SELECTION

Its certain rejection by that body would leave the
question of Cuba a more unsettled question than it is
now. This objection would not require the President
to withhold his concurrence from the convention if no
other objection existed, and if a strong sense of the
utility of the measure rendered it his duty, as far as the
Executive action is concerned, to give his consent to the
arrangement. Such, however, is not the case. The
convention would be of no value unless it were lasting.
Accordingly, its terms express a perpetuity of purpose
and obligation. Now, it may well be doubted whether
the constitution of the United States would allow the
treaty-making power to impose a permanent disability
on the American Government for all coming time, and
prevent it, under any future change of circumstances,
from doing what lias been so often done in times past."

EXTRACTED ENTRIES
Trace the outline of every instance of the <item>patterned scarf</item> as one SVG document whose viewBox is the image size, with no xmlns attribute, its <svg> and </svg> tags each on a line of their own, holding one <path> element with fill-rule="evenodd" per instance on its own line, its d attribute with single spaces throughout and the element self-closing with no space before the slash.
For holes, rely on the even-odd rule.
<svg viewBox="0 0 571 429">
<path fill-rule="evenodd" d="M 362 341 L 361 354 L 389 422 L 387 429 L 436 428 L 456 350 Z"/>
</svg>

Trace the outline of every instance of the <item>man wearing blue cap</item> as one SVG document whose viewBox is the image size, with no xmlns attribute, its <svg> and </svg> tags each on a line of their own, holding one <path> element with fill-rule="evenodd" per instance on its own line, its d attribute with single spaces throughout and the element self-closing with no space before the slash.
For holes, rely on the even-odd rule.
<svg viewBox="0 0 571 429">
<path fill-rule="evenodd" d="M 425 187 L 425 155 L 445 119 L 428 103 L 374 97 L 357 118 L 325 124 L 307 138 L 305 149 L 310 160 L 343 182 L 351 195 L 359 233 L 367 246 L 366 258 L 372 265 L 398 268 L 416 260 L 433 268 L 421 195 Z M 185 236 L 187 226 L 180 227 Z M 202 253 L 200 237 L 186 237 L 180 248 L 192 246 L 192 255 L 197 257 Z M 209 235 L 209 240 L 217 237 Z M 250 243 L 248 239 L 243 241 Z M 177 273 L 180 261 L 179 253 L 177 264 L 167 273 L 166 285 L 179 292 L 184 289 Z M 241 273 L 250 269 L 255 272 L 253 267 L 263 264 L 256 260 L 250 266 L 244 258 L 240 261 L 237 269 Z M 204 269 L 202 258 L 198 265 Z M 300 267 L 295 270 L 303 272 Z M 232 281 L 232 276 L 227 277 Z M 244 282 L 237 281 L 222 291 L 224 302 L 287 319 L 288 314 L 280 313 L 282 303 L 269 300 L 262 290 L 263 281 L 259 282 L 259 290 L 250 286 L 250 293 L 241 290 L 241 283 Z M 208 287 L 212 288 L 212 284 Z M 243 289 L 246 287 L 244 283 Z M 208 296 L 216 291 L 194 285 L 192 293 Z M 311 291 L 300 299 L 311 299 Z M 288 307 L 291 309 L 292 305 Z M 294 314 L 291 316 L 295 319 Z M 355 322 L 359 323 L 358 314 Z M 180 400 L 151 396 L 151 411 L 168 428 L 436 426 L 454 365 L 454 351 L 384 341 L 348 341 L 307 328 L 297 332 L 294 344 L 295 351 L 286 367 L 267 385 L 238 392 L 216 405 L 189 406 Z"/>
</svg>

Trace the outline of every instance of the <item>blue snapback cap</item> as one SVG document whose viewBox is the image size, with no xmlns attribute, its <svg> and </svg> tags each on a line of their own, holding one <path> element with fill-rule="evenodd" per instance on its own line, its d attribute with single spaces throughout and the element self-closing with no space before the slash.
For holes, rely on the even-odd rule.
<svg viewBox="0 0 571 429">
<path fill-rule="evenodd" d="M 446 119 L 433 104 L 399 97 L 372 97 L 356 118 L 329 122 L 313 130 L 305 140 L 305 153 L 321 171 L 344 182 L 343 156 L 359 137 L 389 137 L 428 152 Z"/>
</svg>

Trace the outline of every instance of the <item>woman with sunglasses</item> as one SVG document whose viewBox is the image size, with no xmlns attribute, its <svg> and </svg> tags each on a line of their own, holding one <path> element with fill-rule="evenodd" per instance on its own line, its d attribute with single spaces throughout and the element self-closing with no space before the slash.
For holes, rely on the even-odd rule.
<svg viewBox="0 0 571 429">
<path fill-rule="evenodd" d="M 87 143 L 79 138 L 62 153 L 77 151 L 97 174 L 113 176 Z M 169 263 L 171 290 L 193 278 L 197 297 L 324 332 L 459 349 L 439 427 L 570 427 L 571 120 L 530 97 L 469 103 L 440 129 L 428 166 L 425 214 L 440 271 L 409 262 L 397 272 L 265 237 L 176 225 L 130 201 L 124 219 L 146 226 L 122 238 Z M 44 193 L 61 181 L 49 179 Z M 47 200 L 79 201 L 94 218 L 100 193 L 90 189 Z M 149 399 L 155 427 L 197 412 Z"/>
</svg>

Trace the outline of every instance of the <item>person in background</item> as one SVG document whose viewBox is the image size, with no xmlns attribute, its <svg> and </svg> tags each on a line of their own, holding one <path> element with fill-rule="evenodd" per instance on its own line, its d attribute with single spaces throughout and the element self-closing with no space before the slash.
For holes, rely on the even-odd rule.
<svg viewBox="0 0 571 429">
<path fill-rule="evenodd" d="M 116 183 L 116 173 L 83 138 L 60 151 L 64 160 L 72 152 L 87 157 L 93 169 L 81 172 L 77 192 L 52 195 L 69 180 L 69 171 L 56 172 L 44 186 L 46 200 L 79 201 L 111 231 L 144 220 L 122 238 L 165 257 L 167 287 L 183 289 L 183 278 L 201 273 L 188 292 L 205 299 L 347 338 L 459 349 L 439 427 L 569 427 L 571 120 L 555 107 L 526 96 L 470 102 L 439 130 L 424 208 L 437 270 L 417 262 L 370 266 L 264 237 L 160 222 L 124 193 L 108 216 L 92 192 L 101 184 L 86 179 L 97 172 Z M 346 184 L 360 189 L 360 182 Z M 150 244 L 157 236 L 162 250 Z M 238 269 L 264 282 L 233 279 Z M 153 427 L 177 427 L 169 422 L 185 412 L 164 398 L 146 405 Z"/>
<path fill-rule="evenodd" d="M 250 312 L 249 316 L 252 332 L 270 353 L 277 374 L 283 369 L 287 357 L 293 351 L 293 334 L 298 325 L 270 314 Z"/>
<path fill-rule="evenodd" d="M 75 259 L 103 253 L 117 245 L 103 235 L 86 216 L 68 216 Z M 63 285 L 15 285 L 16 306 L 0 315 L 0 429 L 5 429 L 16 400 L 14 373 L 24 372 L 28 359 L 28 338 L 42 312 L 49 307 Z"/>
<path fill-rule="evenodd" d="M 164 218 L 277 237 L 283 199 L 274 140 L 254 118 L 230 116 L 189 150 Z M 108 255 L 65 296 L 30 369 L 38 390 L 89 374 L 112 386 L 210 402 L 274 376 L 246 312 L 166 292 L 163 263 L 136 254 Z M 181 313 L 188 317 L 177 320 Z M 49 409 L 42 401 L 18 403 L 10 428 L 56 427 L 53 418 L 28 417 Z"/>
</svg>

PROBLEM REQUIREMENTS
In the passage on the Cuba convention, what do the convention's terms express?

THE SOLUTION
A perpetuity of purpose and obligation.